### Task statement
Reproduce the part of the material below that opens with the line containing "Exercise. Point out the jersey" and closes with the line containing "Exercise. Point out the white pillar", substituting "dark sock" for "black sock" and leaving all else unchanged.

### Data supplied
────────────────────

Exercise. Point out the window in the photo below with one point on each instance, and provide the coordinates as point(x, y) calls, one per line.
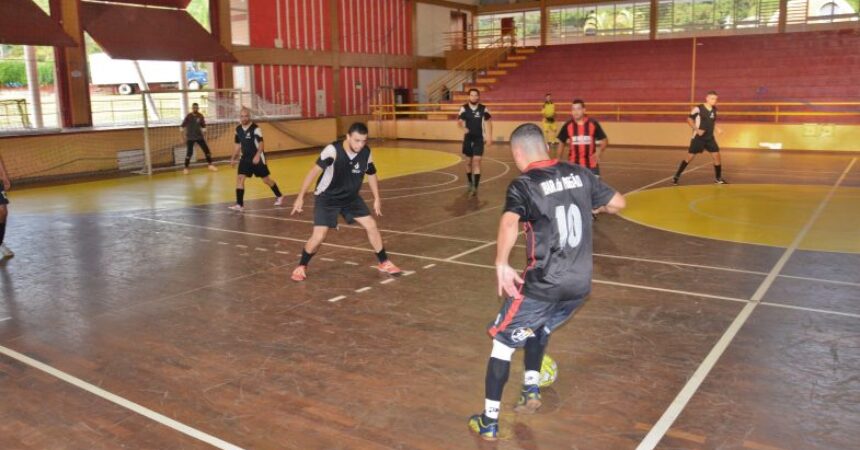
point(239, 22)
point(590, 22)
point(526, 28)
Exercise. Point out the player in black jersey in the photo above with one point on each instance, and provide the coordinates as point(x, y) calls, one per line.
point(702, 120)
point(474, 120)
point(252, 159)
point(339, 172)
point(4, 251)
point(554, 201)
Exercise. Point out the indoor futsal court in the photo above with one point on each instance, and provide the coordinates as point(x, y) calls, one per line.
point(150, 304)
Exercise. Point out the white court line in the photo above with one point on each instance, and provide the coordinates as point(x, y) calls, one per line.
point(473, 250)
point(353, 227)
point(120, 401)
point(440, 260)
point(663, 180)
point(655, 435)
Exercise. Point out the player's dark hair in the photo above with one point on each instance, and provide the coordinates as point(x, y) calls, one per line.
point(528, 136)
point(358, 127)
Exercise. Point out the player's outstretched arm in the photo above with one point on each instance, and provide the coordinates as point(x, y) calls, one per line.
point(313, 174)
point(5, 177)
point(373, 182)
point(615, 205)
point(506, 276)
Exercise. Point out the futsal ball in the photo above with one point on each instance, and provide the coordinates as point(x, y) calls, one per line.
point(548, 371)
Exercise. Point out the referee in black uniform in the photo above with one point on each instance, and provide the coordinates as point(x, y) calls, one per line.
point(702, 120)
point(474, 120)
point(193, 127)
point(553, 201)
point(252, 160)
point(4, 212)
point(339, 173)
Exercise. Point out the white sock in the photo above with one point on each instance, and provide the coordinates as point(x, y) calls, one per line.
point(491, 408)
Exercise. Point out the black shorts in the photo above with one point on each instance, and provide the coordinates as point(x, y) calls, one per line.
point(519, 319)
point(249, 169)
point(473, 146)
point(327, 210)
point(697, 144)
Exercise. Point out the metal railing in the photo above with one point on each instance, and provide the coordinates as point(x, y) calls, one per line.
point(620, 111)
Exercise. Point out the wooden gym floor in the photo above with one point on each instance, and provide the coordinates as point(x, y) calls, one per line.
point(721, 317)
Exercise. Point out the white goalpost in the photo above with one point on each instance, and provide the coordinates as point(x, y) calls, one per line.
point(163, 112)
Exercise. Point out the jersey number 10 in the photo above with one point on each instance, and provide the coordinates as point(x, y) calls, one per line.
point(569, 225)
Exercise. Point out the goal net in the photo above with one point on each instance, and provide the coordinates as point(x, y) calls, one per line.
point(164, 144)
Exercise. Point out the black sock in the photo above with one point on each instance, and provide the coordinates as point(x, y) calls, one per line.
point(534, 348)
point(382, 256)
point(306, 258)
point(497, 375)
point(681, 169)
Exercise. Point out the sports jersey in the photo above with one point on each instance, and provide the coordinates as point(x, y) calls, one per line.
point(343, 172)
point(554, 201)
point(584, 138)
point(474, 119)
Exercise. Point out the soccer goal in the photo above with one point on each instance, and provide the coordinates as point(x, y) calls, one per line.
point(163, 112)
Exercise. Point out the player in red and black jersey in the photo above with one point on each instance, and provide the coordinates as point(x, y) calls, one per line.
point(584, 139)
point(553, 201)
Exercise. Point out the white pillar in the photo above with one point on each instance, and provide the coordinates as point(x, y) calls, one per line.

────────────────────

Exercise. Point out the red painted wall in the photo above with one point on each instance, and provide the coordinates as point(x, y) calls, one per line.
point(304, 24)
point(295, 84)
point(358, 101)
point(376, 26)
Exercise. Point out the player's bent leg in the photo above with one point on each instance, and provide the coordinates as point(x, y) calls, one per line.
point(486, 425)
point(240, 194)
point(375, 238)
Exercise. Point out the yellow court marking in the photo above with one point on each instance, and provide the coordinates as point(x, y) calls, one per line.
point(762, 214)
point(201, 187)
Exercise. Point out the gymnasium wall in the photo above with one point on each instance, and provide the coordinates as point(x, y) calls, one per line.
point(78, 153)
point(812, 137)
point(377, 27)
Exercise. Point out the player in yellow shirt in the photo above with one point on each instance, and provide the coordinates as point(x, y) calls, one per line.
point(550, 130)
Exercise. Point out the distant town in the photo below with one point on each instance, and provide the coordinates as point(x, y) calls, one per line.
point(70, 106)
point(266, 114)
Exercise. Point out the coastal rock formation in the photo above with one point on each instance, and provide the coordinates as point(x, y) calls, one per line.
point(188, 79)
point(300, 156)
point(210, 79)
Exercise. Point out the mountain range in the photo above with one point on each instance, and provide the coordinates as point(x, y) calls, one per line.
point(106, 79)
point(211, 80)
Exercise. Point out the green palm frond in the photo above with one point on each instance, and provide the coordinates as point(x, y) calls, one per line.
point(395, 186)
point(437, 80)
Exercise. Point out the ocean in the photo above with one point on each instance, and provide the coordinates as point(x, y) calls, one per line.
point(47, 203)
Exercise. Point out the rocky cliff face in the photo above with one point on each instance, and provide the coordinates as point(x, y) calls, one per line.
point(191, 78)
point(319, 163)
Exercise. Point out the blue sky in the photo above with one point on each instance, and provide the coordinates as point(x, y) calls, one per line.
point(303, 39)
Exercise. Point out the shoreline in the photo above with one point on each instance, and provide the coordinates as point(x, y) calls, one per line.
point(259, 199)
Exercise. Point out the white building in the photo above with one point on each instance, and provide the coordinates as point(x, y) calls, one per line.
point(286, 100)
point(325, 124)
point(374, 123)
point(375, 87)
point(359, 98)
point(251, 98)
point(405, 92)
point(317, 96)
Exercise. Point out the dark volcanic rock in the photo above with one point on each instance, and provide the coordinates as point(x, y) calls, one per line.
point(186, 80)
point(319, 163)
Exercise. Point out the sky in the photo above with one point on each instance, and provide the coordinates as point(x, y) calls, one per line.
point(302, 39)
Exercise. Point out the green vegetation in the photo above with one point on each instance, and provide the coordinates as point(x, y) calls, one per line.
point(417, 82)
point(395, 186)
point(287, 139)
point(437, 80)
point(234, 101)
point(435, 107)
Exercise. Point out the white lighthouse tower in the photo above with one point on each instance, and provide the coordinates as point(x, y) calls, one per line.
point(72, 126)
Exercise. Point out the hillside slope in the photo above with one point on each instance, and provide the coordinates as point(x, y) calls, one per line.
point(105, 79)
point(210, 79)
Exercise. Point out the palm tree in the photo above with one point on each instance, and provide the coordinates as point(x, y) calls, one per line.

────────────────────

### Result of this task
Exercise. Point out the jersey number 10 in the photo above with one point on each instance, and provide the coordinates as point(x, y) calls, one per line.
point(569, 225)
Exercise. Point out the goal net in the photo above with one point on each instance, and provide the coordinates as point(x, y) calls, one per line.
point(164, 144)
Exercise. Point out the dark sock in the photo above with one point on each instance, and provide the coordinates as point(x, y) calls, one per line.
point(534, 348)
point(382, 256)
point(306, 258)
point(497, 375)
point(681, 169)
Exercise. Point out the sports jersey in the photo above with one point on each instance, and provide the coordinates as point(x, y) calls, one per line.
point(343, 172)
point(554, 201)
point(584, 138)
point(474, 119)
Exercise. Point out the soccer goal in the photo above with one point on each instance, and provide the coordinates as point(x, y) calls, one per line.
point(163, 112)
Exercise. Point out the player in red and black jersey in the photo above with one point on each instance, and provide the coordinates as point(x, y) calls, one per line.
point(584, 139)
point(553, 201)
Exercise. Point out the white pillar in the photo above with one point on each instance, and provide the coordinates as point(x, y) calls, one per line.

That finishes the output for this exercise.